**REQUIREMENT:** Return each line of the items below that contains the word "jacket", matching case exactly.

**INFORMATION GIVEN:**
....
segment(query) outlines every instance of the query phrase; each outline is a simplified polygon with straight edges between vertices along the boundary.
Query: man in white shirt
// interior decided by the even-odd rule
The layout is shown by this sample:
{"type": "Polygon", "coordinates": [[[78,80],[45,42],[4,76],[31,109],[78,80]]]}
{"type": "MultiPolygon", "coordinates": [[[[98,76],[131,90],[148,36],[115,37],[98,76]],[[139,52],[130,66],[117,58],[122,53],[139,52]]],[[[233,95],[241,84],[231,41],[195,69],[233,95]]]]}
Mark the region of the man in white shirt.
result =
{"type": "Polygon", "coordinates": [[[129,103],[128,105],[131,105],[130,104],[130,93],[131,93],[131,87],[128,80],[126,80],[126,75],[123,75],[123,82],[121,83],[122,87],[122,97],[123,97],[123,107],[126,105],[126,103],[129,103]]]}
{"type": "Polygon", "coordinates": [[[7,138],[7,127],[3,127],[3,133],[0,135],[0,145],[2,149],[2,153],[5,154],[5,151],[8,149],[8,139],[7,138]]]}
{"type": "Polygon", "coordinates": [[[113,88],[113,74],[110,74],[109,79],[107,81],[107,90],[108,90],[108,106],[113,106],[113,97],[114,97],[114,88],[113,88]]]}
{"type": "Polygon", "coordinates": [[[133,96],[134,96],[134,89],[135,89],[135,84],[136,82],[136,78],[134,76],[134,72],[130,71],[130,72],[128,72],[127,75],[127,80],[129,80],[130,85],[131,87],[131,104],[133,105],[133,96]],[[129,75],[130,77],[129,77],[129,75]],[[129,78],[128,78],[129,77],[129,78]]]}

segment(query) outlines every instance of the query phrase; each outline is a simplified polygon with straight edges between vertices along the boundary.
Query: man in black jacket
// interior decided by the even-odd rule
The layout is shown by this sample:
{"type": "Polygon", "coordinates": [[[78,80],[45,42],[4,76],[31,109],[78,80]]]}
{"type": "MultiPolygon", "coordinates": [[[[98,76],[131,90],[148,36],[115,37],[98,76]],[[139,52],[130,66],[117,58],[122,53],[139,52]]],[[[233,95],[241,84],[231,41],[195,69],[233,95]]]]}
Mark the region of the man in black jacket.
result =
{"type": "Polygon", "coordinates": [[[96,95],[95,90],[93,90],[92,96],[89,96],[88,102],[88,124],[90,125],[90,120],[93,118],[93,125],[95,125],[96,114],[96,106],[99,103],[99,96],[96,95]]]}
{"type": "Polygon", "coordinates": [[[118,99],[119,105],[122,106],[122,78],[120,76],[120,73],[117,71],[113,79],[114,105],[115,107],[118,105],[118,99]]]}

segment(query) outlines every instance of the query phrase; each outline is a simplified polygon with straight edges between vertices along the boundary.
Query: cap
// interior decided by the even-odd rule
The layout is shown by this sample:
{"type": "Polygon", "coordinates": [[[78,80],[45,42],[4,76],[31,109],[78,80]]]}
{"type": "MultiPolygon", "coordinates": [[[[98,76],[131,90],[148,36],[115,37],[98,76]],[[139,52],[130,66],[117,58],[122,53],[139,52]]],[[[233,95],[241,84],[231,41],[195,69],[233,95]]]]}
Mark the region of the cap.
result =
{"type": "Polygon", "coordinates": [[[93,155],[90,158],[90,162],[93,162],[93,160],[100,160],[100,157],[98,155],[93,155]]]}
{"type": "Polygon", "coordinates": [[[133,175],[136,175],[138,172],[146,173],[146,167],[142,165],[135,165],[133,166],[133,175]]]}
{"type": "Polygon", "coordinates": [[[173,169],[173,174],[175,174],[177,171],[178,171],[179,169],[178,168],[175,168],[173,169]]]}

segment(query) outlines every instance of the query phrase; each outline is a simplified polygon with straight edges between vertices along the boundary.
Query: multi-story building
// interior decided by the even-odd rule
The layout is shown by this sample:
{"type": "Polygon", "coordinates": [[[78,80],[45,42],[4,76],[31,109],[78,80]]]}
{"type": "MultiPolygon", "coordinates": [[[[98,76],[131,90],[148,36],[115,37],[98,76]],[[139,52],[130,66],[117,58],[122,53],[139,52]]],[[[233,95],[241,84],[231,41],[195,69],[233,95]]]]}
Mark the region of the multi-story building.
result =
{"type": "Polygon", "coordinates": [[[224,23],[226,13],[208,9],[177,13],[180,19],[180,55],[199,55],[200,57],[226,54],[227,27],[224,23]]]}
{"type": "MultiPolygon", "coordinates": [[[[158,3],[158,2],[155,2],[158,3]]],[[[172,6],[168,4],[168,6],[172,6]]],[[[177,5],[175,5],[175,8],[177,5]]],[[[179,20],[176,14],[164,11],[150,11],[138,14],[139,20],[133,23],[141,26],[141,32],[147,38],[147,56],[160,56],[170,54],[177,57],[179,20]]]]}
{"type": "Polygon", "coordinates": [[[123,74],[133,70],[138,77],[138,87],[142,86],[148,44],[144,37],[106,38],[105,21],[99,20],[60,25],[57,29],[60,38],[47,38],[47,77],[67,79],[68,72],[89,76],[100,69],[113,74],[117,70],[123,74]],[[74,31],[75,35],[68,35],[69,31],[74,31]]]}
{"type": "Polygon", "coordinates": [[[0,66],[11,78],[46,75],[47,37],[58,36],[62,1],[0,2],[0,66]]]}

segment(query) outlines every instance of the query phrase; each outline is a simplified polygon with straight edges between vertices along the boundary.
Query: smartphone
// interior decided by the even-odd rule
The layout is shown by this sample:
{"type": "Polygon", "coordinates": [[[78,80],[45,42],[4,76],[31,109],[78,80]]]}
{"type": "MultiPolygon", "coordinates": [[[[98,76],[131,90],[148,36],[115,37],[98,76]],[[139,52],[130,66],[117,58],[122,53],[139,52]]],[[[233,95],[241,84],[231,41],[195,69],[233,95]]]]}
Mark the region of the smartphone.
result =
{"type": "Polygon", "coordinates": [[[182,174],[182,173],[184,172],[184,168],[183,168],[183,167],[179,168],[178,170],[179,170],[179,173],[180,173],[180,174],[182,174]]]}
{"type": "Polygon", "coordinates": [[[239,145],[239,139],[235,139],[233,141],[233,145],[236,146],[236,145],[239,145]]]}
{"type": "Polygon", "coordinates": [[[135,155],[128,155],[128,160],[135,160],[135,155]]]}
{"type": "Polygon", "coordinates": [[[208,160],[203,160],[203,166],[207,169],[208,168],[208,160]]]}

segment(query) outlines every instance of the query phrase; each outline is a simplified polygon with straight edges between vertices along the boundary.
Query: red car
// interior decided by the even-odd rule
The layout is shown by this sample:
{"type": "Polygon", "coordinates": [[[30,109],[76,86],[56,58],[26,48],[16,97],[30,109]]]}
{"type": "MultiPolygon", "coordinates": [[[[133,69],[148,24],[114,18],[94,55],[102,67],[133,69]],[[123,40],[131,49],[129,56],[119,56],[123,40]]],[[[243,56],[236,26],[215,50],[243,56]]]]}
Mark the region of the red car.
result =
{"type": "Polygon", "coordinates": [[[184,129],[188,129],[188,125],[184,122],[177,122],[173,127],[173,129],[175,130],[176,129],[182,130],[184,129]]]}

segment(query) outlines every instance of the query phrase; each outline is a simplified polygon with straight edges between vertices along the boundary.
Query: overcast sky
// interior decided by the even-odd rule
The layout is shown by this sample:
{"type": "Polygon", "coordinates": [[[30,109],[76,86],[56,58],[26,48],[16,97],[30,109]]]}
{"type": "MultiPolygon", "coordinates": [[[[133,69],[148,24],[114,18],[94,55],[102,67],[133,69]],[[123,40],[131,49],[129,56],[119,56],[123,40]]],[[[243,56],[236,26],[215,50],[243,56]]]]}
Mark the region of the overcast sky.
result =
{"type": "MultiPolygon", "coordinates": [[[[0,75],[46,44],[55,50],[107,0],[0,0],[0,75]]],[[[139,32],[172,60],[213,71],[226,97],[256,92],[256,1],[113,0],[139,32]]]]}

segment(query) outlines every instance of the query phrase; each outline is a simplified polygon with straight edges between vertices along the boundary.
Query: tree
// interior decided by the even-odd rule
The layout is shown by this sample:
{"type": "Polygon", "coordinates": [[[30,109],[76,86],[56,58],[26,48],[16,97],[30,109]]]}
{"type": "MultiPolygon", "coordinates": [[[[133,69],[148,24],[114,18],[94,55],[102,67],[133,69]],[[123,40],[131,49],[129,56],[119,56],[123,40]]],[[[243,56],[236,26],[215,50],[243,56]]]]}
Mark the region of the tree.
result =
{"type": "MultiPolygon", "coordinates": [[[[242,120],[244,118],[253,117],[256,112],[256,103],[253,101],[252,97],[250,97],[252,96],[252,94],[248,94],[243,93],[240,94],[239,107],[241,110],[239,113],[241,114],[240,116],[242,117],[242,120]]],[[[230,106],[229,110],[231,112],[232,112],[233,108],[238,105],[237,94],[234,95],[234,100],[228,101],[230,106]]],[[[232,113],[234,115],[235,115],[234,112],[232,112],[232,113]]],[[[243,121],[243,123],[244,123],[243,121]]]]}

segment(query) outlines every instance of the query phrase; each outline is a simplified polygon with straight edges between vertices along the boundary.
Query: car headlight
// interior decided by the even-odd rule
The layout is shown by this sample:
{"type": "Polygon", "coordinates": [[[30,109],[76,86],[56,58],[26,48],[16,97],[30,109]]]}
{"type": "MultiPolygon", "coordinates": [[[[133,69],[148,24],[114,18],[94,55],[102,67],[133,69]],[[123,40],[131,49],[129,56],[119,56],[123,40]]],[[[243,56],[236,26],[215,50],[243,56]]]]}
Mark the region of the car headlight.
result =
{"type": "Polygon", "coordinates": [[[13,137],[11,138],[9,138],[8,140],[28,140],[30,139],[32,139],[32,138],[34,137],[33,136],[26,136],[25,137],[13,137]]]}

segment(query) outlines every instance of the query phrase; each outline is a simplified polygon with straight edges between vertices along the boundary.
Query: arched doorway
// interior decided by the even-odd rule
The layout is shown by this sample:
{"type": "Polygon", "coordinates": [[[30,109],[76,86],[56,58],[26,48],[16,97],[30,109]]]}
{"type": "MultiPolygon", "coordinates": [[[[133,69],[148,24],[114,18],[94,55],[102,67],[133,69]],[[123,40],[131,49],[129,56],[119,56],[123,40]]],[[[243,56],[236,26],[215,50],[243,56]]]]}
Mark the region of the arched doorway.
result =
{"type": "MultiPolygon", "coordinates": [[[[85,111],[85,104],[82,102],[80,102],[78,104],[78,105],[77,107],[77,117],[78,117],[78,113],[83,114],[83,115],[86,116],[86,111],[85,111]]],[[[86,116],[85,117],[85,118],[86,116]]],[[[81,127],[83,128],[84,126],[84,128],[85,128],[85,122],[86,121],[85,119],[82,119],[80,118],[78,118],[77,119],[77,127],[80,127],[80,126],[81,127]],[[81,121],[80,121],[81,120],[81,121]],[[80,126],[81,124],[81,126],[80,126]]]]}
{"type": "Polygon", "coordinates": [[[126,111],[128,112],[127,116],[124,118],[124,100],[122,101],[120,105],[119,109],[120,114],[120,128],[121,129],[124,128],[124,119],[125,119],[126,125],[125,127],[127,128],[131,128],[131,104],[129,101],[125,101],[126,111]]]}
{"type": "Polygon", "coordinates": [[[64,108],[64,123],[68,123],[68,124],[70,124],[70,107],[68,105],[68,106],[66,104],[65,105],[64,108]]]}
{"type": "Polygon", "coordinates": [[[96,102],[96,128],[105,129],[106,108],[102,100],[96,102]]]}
....
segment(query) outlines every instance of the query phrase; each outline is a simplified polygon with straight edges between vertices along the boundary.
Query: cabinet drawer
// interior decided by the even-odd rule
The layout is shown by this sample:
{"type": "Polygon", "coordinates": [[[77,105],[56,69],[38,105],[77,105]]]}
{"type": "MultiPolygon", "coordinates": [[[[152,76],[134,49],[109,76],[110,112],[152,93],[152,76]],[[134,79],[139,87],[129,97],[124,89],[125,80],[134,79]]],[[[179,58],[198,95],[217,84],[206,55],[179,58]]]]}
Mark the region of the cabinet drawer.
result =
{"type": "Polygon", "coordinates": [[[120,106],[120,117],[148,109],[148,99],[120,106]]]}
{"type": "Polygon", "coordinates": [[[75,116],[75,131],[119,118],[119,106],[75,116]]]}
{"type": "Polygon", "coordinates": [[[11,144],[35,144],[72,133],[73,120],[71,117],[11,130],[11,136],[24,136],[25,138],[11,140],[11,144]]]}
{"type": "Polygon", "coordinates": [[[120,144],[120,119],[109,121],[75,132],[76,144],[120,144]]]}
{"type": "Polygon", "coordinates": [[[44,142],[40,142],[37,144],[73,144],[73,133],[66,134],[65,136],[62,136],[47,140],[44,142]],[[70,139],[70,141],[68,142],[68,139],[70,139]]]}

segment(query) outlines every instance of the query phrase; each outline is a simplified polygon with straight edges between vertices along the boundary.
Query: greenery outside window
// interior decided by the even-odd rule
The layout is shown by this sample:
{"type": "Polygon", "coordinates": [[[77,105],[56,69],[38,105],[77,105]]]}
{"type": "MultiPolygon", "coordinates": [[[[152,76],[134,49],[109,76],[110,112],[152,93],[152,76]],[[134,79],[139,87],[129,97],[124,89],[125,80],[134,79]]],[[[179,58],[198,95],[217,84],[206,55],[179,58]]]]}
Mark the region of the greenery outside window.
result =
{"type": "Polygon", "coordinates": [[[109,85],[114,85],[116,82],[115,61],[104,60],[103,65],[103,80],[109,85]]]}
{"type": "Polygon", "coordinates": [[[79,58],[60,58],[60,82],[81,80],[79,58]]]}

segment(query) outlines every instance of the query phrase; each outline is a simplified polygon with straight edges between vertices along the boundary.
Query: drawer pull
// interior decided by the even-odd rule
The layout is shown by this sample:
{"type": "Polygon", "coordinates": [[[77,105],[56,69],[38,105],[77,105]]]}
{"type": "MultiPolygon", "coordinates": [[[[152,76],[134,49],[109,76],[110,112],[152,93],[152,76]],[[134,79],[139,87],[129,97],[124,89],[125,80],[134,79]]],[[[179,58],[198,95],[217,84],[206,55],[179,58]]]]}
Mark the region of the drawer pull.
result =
....
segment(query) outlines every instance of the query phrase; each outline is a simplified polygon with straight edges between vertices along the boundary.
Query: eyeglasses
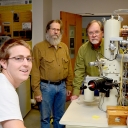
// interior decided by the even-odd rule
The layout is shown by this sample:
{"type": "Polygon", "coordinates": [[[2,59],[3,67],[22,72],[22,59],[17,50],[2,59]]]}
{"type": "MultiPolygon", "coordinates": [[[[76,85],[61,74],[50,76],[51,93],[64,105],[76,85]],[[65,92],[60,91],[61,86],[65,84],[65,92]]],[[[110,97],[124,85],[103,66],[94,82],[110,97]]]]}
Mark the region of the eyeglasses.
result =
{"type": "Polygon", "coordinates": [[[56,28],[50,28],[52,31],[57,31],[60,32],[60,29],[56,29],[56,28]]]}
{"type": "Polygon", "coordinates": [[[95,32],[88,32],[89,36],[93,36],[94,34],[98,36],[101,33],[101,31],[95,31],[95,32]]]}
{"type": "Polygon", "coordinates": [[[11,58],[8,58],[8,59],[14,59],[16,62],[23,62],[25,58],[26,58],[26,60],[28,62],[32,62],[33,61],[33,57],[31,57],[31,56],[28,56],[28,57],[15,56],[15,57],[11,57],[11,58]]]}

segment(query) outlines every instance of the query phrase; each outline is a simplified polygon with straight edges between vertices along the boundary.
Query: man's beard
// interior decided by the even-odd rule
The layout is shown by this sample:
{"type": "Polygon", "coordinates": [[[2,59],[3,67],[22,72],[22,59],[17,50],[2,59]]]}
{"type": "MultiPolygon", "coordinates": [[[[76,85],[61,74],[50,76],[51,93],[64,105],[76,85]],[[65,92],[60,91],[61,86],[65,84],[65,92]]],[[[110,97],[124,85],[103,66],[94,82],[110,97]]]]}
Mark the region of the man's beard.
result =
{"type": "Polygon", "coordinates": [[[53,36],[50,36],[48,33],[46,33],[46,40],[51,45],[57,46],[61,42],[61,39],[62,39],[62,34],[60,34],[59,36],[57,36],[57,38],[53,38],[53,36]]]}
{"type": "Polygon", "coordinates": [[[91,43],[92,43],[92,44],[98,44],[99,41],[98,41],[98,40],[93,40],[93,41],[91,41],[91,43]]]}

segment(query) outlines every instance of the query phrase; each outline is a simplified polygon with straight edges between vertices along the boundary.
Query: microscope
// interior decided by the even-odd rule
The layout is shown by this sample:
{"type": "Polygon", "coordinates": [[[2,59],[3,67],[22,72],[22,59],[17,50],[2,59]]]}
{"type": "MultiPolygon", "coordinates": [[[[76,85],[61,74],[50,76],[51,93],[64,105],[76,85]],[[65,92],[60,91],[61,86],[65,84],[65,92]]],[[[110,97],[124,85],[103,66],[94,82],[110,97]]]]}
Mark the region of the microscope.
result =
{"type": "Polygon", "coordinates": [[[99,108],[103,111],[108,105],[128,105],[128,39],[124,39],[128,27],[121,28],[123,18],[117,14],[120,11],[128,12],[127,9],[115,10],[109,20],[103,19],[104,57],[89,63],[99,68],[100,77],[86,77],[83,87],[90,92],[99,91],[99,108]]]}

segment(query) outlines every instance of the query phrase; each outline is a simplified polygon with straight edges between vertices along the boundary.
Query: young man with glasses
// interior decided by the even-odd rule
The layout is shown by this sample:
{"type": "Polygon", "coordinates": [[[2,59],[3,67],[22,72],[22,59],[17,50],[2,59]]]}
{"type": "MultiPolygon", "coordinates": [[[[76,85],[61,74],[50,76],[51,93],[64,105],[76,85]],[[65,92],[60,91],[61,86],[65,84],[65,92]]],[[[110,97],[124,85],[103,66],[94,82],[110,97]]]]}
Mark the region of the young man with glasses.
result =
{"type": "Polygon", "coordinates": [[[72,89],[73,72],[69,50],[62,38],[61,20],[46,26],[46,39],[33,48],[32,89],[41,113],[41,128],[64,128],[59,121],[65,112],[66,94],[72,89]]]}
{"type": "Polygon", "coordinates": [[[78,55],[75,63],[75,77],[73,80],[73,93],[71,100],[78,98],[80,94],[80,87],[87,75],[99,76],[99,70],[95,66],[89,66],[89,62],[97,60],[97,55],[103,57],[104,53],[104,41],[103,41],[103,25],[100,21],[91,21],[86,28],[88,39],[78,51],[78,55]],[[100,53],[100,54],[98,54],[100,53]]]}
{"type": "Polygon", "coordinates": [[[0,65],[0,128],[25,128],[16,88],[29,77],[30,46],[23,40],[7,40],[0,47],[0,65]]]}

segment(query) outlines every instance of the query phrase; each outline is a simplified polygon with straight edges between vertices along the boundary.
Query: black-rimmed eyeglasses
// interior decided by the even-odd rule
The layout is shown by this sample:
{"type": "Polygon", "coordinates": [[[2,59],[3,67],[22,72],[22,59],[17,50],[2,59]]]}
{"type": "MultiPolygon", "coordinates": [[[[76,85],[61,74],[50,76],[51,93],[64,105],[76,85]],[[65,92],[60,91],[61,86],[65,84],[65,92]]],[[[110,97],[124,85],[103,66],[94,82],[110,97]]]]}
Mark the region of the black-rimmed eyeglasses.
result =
....
**SOLUTION TO THE PROBLEM:**
Query: man in black jacket
Mark the region of the man in black jacket.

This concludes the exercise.